Short exercise: Repeat each line word for word.

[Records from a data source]
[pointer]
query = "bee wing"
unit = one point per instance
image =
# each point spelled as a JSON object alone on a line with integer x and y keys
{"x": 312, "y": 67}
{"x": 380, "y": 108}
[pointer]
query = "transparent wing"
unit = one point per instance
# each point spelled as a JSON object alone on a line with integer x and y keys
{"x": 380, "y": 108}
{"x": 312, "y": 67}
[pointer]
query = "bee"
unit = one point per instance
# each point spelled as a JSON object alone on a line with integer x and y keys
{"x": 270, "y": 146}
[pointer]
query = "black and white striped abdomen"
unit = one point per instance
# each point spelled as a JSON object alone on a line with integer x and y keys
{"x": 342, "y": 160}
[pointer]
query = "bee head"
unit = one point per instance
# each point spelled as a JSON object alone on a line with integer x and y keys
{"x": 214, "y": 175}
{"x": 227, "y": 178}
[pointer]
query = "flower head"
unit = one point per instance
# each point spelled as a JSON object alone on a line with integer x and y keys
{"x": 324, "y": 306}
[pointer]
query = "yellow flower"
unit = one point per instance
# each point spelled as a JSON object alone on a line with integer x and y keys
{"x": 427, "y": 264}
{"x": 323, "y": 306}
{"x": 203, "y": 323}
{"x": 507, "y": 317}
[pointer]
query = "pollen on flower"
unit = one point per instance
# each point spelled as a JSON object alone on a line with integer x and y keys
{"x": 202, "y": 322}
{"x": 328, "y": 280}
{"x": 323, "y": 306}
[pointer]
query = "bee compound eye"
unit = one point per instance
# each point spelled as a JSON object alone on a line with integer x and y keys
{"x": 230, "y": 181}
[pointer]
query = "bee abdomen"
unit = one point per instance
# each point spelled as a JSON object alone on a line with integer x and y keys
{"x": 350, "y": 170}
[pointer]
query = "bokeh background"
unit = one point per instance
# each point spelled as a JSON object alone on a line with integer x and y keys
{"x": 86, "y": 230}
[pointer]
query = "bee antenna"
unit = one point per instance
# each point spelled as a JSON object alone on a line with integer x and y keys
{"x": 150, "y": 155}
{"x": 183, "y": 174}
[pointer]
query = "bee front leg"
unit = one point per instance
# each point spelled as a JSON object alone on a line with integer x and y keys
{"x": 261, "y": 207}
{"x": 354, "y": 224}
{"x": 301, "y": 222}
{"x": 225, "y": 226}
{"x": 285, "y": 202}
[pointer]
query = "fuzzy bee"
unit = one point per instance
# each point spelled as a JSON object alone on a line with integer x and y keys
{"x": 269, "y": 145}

Solution to this task:
[pointer]
query = "bee wing"
unit = one point per instance
image =
# each point spelled as a JSON object alone on a line with integer x and y keys
{"x": 312, "y": 67}
{"x": 380, "y": 108}
[pointer]
query = "transparent wing"
unit = one point per instance
# each point spelled as a JSON object alone on a line with integer x and y keys
{"x": 380, "y": 108}
{"x": 312, "y": 67}
[pointer]
query = "bee"
unit = one point per instance
# each point spelled as a JSON object alone on a line with integer x and y keys
{"x": 270, "y": 146}
[pointer]
query = "black and white striped abdomen"
unit = one point per instance
# each point spelled as a JSON object alone on a line with integer x and y keys
{"x": 342, "y": 160}
[pointer]
query = "bee head"
unit = one point per instance
# each point spelled as a JSON object alone on a line with integer x and y keys
{"x": 214, "y": 175}
{"x": 227, "y": 178}
[pointer]
query = "flower head"
unit = one point per instance
# each point spelled as a JSON object alone on a line with integer x and y keys
{"x": 324, "y": 306}
[pointer]
query = "yellow flower"
unit = one point per instance
# each point spelled as a JSON object alone on a line with integer x and y keys
{"x": 427, "y": 264}
{"x": 323, "y": 306}
{"x": 203, "y": 323}
{"x": 507, "y": 317}
[pointer]
query = "pollen on flower"
unit = one point per instance
# each point spelled as a JSON object alone on a line with integer x and y keys
{"x": 202, "y": 322}
{"x": 328, "y": 280}
{"x": 323, "y": 306}
[pointer]
query = "bee compound eye"
unit = one point per instance
# each point spelled as a JSON object alone on a line with integer x and y keys
{"x": 230, "y": 181}
[pointer]
query = "bee abdomen"
unit = one point per instance
# each point spelled as a JSON object alone on a line with integer x and y keys
{"x": 350, "y": 170}
[pointer]
query = "bokeh background"
unit = one point per instance
# each point spelled as a JSON object alone on a line with integer x and y keys
{"x": 86, "y": 230}
[pointer]
query = "bee antenna"
unit = one point per instance
# each point spelled as a JSON object alone on a line with integer x and y keys
{"x": 150, "y": 155}
{"x": 183, "y": 174}
[pointer]
query = "bee front leg"
unit = one point per instance
# each point spelled as a JSON object alone on a line with integer x and y keys
{"x": 261, "y": 207}
{"x": 354, "y": 224}
{"x": 301, "y": 222}
{"x": 225, "y": 226}
{"x": 285, "y": 202}
[pointer]
query = "fuzzy bee"
unit = one point per instance
# each point spelled as a JSON object alone on a line with integer x and y keys
{"x": 269, "y": 145}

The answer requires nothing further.